In our society, what are some ways of discrimination seniors might encounter? Can you give a few examples?
Ageism is prejudice or discrimination toward people based on their age. It typically refers to older people, but it can also affect young adults. It harms physical and mental health, and some studies associate it with earlier death.
There are many ways to describe ageism. Terms that define where ageism takes place include:
• Institutional ageism, which happens when an institution maintains ageism through its actions and policies
• Interpersonal ageism, which happens through social interactions
• Internalized ageism, which is when a person embodies ageist ideas and applies them to themselves
Ageism can also change according to the situation. For example, hostile ageism means someone showing and acting on aggressive beliefs about age. By contrast, benevolent ageism means someone having condescending views towards people based on their age, such as seniors are childlike and need supervision with basic tasks. It’s worth mentioning the difference between explicit and implicit ageism.
If a person is conscious of what they are doing, it’s called explicit ageism, and if they’re unaware of the meaning and consequences of their actions, we are dealing with the implicit kind.
Based on the 2020 National Poll on Healthy Aging, 82% of older Americans have stated that they experience ageism regularly. The survey also found: 65% have received ageist messages from the media, 45% have experienced interpersonal ageism 36% have internalized ageism.

▶ **Goal**
Can you give the part of the ageism text that opens with the words "There are many" and closes with "and implicit ageism." again, replacing "condescending" with "patronizing"?

▶ **Data rows**
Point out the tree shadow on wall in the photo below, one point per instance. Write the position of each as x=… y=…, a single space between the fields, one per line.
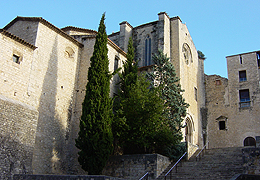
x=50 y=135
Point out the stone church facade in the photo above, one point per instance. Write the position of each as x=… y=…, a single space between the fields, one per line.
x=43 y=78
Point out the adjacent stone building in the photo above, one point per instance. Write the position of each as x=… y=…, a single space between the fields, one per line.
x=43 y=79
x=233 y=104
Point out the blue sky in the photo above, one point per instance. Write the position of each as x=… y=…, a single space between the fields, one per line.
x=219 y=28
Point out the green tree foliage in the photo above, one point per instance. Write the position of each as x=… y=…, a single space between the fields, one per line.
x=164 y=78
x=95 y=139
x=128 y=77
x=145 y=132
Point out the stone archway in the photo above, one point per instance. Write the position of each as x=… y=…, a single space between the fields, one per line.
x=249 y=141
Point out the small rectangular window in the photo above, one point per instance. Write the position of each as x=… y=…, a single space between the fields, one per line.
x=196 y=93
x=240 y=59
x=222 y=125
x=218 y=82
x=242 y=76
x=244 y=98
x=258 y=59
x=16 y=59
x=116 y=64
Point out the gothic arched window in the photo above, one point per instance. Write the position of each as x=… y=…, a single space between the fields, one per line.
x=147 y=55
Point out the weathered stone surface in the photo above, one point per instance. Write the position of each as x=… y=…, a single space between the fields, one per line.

▶ **Final answer**
There are many ways to describe ageism. Terms that define where ageism takes place include:
• Institutional ageism, which happens when an institution maintains ageism through its actions and policies
• Interpersonal ageism, which happens through social interactions
• Internalized ageism, which is when a person embodies ageist ideas and applies them to themselves
Ageism can also change according to the situation. For example, hostile ageism means someone showing and acting on aggressive beliefs about age. By contrast, benevolent ageism means someone having patronizing views towards people based on their age, such as seniors are childlike and need supervision with basic tasks. It’s worth mentioning the difference between explicit and implicit ageism.